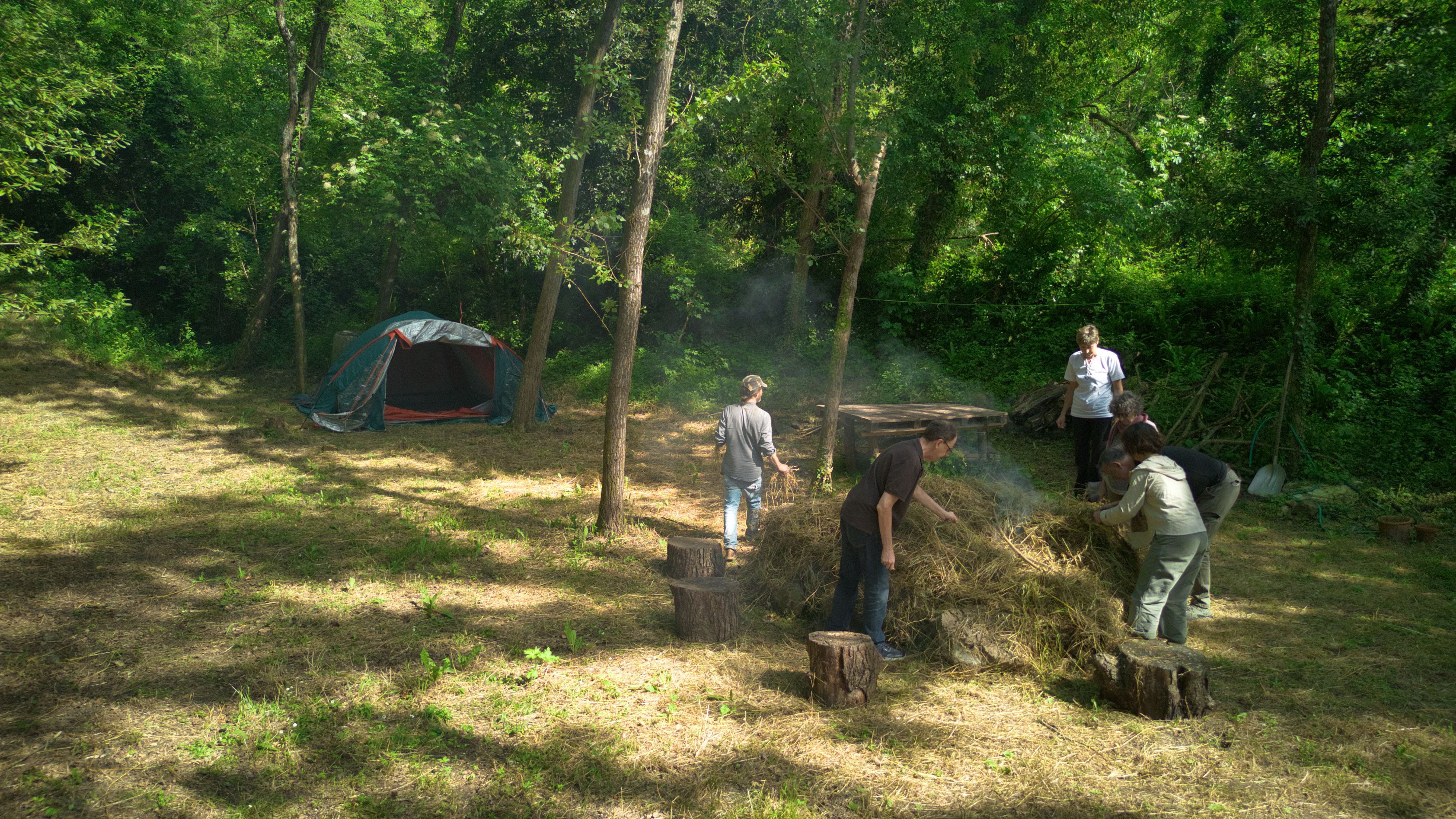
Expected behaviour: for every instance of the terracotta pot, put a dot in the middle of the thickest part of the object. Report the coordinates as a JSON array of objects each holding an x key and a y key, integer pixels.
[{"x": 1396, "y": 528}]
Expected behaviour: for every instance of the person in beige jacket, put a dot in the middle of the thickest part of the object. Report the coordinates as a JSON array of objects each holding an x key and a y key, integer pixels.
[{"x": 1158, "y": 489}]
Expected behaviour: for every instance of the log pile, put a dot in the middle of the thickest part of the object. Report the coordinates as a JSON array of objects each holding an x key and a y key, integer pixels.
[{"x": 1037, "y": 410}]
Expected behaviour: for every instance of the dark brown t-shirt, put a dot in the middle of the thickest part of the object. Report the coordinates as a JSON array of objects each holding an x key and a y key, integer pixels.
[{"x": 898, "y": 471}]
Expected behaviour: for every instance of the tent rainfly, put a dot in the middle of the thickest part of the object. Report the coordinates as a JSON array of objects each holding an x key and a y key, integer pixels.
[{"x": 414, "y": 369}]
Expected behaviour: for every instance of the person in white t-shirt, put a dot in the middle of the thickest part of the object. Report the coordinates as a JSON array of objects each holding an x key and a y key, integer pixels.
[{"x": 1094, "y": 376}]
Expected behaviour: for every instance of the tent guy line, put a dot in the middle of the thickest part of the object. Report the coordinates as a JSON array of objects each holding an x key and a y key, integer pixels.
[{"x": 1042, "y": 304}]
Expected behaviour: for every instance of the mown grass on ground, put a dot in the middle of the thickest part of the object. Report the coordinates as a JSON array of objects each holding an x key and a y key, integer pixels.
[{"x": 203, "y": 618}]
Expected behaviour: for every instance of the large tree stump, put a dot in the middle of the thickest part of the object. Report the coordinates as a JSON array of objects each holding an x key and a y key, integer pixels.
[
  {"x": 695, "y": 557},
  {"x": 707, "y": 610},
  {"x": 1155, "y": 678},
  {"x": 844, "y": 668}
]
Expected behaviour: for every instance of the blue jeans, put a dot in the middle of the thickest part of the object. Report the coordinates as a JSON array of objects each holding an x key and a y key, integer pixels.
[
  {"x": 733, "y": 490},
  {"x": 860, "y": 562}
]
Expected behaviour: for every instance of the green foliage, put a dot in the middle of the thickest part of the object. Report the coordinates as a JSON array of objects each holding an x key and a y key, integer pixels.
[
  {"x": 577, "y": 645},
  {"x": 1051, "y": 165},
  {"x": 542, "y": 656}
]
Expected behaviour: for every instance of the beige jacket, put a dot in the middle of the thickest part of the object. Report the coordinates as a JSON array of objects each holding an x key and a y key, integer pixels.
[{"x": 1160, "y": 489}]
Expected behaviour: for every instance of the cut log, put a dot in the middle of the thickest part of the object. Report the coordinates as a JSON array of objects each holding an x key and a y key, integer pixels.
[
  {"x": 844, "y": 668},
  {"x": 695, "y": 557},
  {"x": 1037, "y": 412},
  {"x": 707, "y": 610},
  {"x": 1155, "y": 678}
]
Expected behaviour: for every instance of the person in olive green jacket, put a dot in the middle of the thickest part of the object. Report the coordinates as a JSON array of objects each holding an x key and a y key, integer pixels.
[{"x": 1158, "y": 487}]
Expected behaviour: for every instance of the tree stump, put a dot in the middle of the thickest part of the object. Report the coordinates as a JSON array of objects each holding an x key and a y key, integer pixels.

...

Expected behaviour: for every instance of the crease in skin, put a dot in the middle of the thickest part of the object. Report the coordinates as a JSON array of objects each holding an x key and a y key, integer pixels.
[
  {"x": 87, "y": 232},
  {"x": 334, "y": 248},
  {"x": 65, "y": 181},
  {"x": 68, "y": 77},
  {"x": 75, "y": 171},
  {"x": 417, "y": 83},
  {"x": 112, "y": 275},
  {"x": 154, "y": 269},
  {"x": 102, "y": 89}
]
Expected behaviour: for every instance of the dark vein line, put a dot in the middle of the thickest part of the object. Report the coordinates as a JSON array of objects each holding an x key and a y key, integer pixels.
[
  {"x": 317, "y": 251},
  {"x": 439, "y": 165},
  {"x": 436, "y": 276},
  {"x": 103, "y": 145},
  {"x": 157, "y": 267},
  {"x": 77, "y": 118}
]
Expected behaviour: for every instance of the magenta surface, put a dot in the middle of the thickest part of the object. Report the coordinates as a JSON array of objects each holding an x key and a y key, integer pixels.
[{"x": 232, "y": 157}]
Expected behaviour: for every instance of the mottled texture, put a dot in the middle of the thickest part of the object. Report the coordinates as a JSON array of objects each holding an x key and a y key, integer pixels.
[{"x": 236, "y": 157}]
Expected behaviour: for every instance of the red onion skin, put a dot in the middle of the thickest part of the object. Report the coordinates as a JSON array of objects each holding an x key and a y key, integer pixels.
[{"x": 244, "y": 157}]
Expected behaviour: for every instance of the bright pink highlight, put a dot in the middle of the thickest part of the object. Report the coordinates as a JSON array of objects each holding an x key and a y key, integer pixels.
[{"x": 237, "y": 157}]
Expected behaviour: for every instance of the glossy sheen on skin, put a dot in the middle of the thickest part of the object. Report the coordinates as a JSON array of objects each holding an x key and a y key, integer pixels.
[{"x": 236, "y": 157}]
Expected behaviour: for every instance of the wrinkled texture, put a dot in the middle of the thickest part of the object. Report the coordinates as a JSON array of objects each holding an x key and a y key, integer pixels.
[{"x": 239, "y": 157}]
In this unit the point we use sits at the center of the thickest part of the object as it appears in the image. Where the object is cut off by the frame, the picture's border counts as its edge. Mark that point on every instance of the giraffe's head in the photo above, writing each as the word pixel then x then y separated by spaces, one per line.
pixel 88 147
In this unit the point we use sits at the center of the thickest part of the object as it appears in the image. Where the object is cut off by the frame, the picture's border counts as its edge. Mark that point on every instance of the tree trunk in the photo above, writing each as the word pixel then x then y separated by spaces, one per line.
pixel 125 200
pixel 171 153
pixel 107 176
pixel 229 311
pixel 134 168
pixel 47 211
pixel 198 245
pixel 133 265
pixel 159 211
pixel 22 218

...

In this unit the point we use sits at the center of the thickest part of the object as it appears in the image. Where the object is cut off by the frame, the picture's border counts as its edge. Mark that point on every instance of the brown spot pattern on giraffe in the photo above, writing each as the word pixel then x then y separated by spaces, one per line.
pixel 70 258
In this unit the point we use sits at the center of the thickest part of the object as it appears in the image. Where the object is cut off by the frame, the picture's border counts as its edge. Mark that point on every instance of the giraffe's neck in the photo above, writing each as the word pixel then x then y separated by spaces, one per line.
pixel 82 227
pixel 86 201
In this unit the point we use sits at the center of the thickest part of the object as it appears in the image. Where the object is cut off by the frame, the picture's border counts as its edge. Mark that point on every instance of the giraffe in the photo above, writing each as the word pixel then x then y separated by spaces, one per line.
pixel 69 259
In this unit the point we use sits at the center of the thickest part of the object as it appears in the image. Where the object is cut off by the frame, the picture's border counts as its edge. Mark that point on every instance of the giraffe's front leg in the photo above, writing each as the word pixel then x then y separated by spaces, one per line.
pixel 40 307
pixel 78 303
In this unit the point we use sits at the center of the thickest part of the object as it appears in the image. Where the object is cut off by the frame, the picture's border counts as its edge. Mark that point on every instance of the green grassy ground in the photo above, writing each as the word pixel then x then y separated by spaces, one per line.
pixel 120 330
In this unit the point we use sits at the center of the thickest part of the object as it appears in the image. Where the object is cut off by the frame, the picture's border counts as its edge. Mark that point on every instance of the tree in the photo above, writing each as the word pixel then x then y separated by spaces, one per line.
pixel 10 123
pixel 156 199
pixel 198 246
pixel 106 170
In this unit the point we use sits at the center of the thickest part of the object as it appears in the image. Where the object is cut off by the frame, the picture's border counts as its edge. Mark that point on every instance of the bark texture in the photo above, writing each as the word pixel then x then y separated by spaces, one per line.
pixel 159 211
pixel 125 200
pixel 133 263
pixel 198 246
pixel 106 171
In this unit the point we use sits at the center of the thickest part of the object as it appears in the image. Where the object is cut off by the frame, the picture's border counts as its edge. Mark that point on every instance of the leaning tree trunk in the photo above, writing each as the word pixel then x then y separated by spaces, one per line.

**TASK TO COMPLETE**
Find each line of the data above that contains the string "person" and copy it, treating uppercase and lowercase letters as different.

**REPLY**
Expected behaviour: for every instance of the person in beige jacket, put a dot in the middle of the thickest part of the object. Report the coordinates as a JSON array of objects each holding an x key and a y key, integer pixels.
Expected behaviour: for every instance of the person in white t-shirt, put a dot in the middle of the thickest part of the object. Report the coordinates as a JSON array of objects each holding an x key and a y key, integer pixels.
Expected behaviour: for every instance of the person in olive green jacket, put a dot in the middle of the thickest part of the object. Report the coordinates as a JSON array of objects each holding an x key and a y key, integer pixels.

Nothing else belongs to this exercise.